> WORK TO COMPLETE: Pull the passage from the perinatal mortality text that runs from "The MBRRACE-UK team" up to and including "they are using.", copying it word for word.

> TEXT:
+===+

MBRRACE-UK (a project run by a multi-disciplinary research team based at Oxford University) have published their annual report on the death of babies before, during or soon after birth.
The MBRRACE-UK team also published the 2020 report which highlighted that Black women are five times more likely to die in childbirth than white women.
Their latest report, which was published in mid-December 2020, highlights yet more disparities for Black and Brown people.
The 2020 Perinatal Mortality Surveillance report
There are a couple of important things to know before I discuss the report itself. First, the 2020 Perinatal Mortality Surveillance report actually publishes and analyses details of cases from 2018. That’s because it always takes a while to gather, organise, analyse and write about data. It will take a couple of years to see the real effects that the current pandemic is having on these figures.
Let me also share a couple of key definitions so that you’ll know how researchers define the terms that they are using.
A stillbirth is defined as a death that occurs before or during birth once a pregnancy has reached 24 weeks.
A neonatal death is defined as a baby born at any gestation who lives, even briefly, but dies within 4 weeks of birth.

+===+

> DATASET RECORDS:

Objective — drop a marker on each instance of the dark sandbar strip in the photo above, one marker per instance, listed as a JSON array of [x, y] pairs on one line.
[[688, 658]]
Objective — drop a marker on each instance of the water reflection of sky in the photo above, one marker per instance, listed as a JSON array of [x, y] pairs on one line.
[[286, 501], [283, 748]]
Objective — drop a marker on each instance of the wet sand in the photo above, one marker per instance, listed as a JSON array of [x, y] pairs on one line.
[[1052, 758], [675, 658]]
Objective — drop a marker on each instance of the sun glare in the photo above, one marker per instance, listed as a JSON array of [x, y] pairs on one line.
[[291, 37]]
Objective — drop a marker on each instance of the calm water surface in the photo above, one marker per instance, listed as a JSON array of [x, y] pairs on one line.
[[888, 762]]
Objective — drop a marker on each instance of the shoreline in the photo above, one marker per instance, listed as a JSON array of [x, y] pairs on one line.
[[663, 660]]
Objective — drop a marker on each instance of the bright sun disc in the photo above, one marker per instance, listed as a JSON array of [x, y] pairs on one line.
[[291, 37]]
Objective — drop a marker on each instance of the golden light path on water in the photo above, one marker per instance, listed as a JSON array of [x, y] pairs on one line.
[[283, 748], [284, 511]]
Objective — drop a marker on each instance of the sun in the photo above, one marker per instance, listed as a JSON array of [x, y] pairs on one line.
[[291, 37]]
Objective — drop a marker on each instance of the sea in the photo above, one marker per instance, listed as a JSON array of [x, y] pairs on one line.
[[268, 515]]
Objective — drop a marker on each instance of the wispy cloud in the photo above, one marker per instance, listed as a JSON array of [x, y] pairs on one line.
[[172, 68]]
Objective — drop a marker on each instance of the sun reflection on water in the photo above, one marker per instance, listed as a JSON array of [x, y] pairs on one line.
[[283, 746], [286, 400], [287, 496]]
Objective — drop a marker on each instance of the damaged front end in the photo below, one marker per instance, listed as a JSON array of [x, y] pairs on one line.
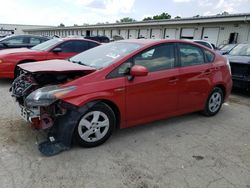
[[38, 100]]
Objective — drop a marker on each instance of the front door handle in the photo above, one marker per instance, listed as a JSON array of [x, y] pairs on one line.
[[207, 72], [173, 80]]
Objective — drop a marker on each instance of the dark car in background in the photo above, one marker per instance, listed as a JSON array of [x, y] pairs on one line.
[[239, 59], [20, 41], [226, 48], [101, 39], [57, 48]]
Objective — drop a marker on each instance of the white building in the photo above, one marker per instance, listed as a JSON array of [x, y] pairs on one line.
[[6, 29], [219, 29]]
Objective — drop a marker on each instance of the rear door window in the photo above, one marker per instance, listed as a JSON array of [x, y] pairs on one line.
[[157, 58], [190, 55], [34, 41]]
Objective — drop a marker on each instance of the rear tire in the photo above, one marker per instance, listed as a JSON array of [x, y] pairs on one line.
[[95, 126], [214, 102]]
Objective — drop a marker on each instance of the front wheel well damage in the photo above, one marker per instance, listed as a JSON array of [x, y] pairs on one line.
[[21, 62], [115, 109], [222, 87]]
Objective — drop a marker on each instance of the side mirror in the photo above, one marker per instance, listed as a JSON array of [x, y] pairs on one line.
[[138, 70], [4, 44], [57, 50]]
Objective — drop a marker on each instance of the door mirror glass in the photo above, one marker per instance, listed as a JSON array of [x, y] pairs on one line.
[[138, 70], [57, 50]]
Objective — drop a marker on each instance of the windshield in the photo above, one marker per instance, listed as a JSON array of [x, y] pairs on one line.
[[204, 44], [227, 47], [104, 55], [47, 45], [2, 39], [241, 50]]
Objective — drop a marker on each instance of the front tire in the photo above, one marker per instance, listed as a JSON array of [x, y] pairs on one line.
[[214, 102], [95, 126]]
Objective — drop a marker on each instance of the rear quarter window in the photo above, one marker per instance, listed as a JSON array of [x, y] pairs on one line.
[[209, 56]]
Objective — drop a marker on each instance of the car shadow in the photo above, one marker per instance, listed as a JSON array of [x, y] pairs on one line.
[[5, 82], [241, 92]]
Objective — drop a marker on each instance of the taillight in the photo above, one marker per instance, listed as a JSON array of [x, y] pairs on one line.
[[229, 67]]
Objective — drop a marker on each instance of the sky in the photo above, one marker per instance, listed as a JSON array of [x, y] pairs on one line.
[[70, 12]]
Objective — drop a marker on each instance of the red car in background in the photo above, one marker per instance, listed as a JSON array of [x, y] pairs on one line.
[[119, 85], [56, 48]]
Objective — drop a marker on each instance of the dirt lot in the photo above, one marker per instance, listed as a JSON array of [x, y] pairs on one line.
[[188, 151]]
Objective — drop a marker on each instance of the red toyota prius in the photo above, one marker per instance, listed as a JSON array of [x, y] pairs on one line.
[[119, 85], [57, 48]]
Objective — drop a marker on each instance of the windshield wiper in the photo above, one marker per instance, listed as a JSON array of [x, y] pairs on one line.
[[81, 63]]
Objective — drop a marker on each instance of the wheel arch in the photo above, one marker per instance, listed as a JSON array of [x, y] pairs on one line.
[[113, 106], [20, 62], [223, 88]]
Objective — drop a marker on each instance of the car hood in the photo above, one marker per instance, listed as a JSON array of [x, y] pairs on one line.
[[15, 50], [55, 66], [239, 59]]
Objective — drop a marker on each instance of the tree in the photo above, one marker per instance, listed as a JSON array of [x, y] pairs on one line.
[[163, 15], [196, 16], [126, 19], [61, 25], [147, 18]]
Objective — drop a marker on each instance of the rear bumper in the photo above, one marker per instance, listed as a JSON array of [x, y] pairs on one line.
[[241, 83]]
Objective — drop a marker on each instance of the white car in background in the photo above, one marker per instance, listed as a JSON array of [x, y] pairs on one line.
[[205, 43]]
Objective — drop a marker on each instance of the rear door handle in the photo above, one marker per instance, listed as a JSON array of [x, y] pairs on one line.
[[207, 72], [173, 79]]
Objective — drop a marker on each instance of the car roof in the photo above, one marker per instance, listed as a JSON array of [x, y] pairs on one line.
[[83, 39]]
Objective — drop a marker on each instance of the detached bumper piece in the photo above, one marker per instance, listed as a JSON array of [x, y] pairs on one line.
[[49, 148]]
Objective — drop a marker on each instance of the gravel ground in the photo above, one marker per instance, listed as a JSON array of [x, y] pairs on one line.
[[187, 151]]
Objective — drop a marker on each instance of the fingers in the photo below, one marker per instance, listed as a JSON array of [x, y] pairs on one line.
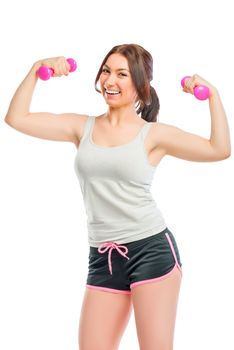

+===+

> SOLUTION FOR THIS PROBLEM:
The MBRRACE-UK team also published the 2020 report which highlighted that Black women are five times more likely to die in childbirth than white women.
Their latest report, which was published in mid-December 2020, highlights yet more disparities for Black and Brown people.
The 2020 Perinatal Mortality Surveillance report
There are a couple of important things to know before I discuss the report itself. First, the 2020 Perinatal Mortality Surveillance report actually publishes and analyses details of cases from 2018. That’s because it always takes a while to gather, organise, analyse and write about data. It will take a couple of years to see the real effects that the current pandemic is having on these figures.
Let me also share a couple of key definitions so that you’ll know how researchers define the terms that they are using.